[DATASET RECORDS]
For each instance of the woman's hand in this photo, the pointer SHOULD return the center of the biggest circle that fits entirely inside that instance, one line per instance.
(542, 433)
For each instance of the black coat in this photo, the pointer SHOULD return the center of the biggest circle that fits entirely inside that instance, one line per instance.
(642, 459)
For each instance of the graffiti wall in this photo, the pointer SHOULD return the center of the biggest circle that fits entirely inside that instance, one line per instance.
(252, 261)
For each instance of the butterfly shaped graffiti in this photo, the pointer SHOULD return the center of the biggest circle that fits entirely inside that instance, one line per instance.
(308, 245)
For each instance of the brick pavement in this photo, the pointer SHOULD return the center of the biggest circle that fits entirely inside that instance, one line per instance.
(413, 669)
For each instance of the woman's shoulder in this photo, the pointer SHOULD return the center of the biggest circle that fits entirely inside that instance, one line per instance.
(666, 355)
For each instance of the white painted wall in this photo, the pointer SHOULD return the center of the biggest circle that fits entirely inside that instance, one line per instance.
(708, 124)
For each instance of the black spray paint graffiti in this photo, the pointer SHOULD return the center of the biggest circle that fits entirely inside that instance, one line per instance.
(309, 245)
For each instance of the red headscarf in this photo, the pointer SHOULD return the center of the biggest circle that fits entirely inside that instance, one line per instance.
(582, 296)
[/DATASET RECORDS]
» WORK REQUIRED
All the entries are to be reproduced verbatim.

» RESULT OF THE TASK
For each instance of the woman's hand in this photo, the pointer SHOULD return the center of the biggest circle that fits entirely inside that instance, one line per instance.
(542, 433)
For each instance of the black coat in this photo, the pointer SHOULD return the center of the biggest circle that fits entirely inside that instance, one line per instance.
(642, 459)
For each instance of the graffiti wall in this photo, the pointer SHOULD return the center of the biggest circle that fits entirely inside that instance, one line per instance.
(252, 261)
For each instance of the butterfly shaped graffiti in this photo, the pointer SHOULD return the center of the biggest circle that fits entirely inside that instance, one line per instance.
(308, 245)
For each instance of the brick pavement in this photo, the pointer SHOULD return the center of the biggest circle that fits entirely inside that instance, one line per instance.
(413, 669)
For each instance of the woman's shoulder in this photo, the pointer SHOULD return the center of the biggest circle that fits entirely inside that instance, one line per instance.
(666, 355)
For each instance of the white painted wall in this photo, the pointer SHOULD return the center of the biggest circle that fits entirely inside that instance, one line per instance.
(708, 124)
For each instance of the black spray paint graffiti in this photo, the pointer SHOULD return the center of the biggest circle that fits entirely inside that instance, one line per instance.
(309, 245)
For each instance of the red headscarf in this photo, the pointer SHOULD return the center of the biggest circle that fits entirely inside that instance, one line per instance.
(582, 296)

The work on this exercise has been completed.